• **Problem**
Arrange every line of the entries below as a numbered list, skipping blank lines and leaving out the pictures.

** Begin Records supplied **

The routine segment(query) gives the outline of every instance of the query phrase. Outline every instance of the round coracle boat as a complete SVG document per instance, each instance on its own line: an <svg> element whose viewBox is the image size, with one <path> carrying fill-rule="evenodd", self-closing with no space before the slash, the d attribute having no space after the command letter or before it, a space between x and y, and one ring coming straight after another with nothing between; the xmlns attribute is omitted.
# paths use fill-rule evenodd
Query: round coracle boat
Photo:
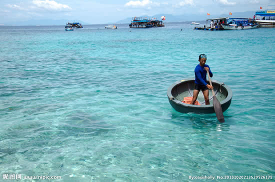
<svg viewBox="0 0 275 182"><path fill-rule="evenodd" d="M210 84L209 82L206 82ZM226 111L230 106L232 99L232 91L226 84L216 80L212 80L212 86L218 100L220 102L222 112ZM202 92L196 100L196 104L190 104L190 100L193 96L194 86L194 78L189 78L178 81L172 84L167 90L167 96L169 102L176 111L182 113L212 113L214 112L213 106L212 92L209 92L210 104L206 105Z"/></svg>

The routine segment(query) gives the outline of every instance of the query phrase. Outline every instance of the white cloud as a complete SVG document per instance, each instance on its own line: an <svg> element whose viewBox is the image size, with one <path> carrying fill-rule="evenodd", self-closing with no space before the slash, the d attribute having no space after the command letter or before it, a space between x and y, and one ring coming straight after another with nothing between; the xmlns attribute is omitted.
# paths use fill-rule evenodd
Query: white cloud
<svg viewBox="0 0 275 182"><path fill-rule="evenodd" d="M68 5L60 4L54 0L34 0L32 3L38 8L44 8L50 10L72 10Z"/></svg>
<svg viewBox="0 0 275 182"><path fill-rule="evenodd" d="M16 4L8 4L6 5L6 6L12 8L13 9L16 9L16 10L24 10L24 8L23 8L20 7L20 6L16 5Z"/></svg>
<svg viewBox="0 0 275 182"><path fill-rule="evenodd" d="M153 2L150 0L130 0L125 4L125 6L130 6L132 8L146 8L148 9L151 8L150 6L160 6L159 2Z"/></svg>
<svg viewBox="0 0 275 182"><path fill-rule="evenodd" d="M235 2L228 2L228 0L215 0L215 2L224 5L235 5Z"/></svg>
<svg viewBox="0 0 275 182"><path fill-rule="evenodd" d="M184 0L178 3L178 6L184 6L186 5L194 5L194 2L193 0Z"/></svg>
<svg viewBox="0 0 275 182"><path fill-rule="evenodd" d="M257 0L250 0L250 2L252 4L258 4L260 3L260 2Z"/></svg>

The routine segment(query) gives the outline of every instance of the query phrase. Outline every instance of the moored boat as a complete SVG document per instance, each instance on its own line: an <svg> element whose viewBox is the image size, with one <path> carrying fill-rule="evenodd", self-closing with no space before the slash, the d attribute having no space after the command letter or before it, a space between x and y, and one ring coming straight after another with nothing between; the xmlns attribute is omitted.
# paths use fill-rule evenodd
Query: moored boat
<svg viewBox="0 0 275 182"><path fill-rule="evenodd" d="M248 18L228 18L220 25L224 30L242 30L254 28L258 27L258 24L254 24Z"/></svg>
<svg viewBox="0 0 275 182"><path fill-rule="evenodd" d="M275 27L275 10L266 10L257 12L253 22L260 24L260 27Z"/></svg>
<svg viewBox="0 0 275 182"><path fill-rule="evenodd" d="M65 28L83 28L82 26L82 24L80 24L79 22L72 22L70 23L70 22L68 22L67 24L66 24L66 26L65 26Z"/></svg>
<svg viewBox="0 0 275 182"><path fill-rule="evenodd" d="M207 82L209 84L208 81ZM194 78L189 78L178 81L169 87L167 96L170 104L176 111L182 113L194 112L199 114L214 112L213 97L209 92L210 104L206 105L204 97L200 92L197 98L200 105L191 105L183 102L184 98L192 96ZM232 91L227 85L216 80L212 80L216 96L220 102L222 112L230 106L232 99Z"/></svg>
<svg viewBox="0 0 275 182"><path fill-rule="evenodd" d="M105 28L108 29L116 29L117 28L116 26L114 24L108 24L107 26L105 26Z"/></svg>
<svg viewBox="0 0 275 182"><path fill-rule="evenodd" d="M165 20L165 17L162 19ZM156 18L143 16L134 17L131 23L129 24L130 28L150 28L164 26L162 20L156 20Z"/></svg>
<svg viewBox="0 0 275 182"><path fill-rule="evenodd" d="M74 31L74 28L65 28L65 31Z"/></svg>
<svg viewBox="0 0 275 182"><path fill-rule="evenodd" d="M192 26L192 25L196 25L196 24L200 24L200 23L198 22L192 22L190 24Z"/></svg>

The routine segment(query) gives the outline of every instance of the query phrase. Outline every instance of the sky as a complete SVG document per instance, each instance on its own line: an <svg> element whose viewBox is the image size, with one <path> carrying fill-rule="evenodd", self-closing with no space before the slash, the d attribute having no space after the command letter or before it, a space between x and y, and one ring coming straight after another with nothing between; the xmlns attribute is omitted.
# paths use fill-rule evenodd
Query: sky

** End Records supplied **

• **Answer to the task**
1. The routine segment(query) gives the outline of every instance of the query phrase. Outline every instance of the round coracle boat as a complete SVG document per instance, each instance on its own line: an <svg> element whose viewBox is the image size, with one <path> carrying fill-rule="evenodd", self-closing with no space before the slash, the d attribute having no space after the command letter or before it, a space between x and y, and one ring coming straight after another with nothing between; the xmlns attribute is omitted.
2. # paths use fill-rule evenodd
3. Query: round coracle boat
4. Photo:
5. <svg viewBox="0 0 275 182"><path fill-rule="evenodd" d="M210 84L209 82L206 82ZM226 111L230 106L232 99L232 91L226 84L216 80L212 80L212 86L218 100L220 102L222 112ZM202 92L196 100L196 104L190 104L190 100L193 96L194 86L194 78L189 78L178 81L172 84L167 90L167 96L169 102L176 111L182 113L212 113L214 112L213 106L212 92L209 92L210 104L206 105Z"/></svg>
6. The routine segment(query) gives the outline of every instance of the query phrase. Outline every instance of the white cloud as a complete SVG document per instance, each instance on its own line: an <svg> element whose viewBox is the image size, with one <path> carrying fill-rule="evenodd", self-closing with no space before the slash, the d attribute having no space after the command letter or before it, a space between x and y, and one ring coming straight after another with nothing between; the xmlns attribute is omitted.
7. # paths use fill-rule evenodd
8. Query: white cloud
9. <svg viewBox="0 0 275 182"><path fill-rule="evenodd" d="M68 5L60 4L54 0L34 0L32 3L38 8L44 8L50 10L72 10Z"/></svg>
10. <svg viewBox="0 0 275 182"><path fill-rule="evenodd" d="M16 4L8 4L6 5L6 6L12 8L13 9L16 9L16 10L24 10L24 8L23 8L20 7L20 6L16 5Z"/></svg>
11. <svg viewBox="0 0 275 182"><path fill-rule="evenodd" d="M153 2L150 0L130 0L125 4L125 6L130 6L132 8L146 8L148 9L151 8L150 6L160 6L159 2Z"/></svg>
12. <svg viewBox="0 0 275 182"><path fill-rule="evenodd" d="M235 2L228 2L228 0L215 0L215 2L224 5L235 5Z"/></svg>
13. <svg viewBox="0 0 275 182"><path fill-rule="evenodd" d="M184 0L178 3L178 6L184 6L186 5L194 5L194 2L193 0Z"/></svg>
14. <svg viewBox="0 0 275 182"><path fill-rule="evenodd" d="M257 0L250 0L250 2L252 4L258 4L260 3L260 2Z"/></svg>
15. The routine segment(query) gives the outline of every instance of the query phrase. Outline every instance of the moored boat as a complete SVG document per instance, each instance on its own line: an <svg> element whose viewBox is the image size, with one <path> carrying fill-rule="evenodd", self-closing with no space before the slash, the d attribute having no space after the command letter or before it, a space between x and y, and one ring coming straight after another with nothing between; the xmlns attribute is omitted.
16. # paths use fill-rule evenodd
17. Query: moored boat
18. <svg viewBox="0 0 275 182"><path fill-rule="evenodd" d="M248 18L228 18L220 25L224 30L242 30L254 28L258 27L258 24L254 24Z"/></svg>
19. <svg viewBox="0 0 275 182"><path fill-rule="evenodd" d="M275 27L275 10L266 10L257 12L253 22L260 24L260 27Z"/></svg>
20. <svg viewBox="0 0 275 182"><path fill-rule="evenodd" d="M65 28L83 28L82 26L82 24L80 24L79 22L72 22L70 23L70 22L68 22L67 24L66 24L66 26L65 26Z"/></svg>
21. <svg viewBox="0 0 275 182"><path fill-rule="evenodd" d="M207 82L209 84L208 81ZM194 78L189 78L178 81L169 87L167 96L170 104L176 111L182 113L194 112L199 114L214 112L213 97L209 92L210 104L206 105L204 97L200 92L197 98L200 105L191 105L183 102L184 98L192 96ZM232 91L227 85L216 80L212 80L216 96L220 102L222 112L230 106L232 99Z"/></svg>
22. <svg viewBox="0 0 275 182"><path fill-rule="evenodd" d="M105 28L108 29L116 29L117 28L116 26L114 24L108 24L107 26L105 26Z"/></svg>
23. <svg viewBox="0 0 275 182"><path fill-rule="evenodd" d="M165 20L165 17L162 19ZM156 18L143 16L134 17L131 23L129 24L130 28L150 28L164 26L162 20L156 20Z"/></svg>
24. <svg viewBox="0 0 275 182"><path fill-rule="evenodd" d="M74 31L74 28L65 28L65 31Z"/></svg>
25. <svg viewBox="0 0 275 182"><path fill-rule="evenodd" d="M192 26L192 25L196 25L196 24L200 24L200 23L198 22L192 22L190 24Z"/></svg>
26. The routine segment(query) gives the outline of every instance of the query phrase. Outline every instance of the sky as a complete SVG document per instance, each instance on its own line: an <svg> element whose viewBox is the image size, with one <path> carrying fill-rule="evenodd", self-closing with no space before the slash, the d attribute having no space after the command letter or before it, a space between x and y, and one ring coming straight after another with nothing between; the xmlns attribute is omitted.
27. # paths use fill-rule evenodd
28. Query: sky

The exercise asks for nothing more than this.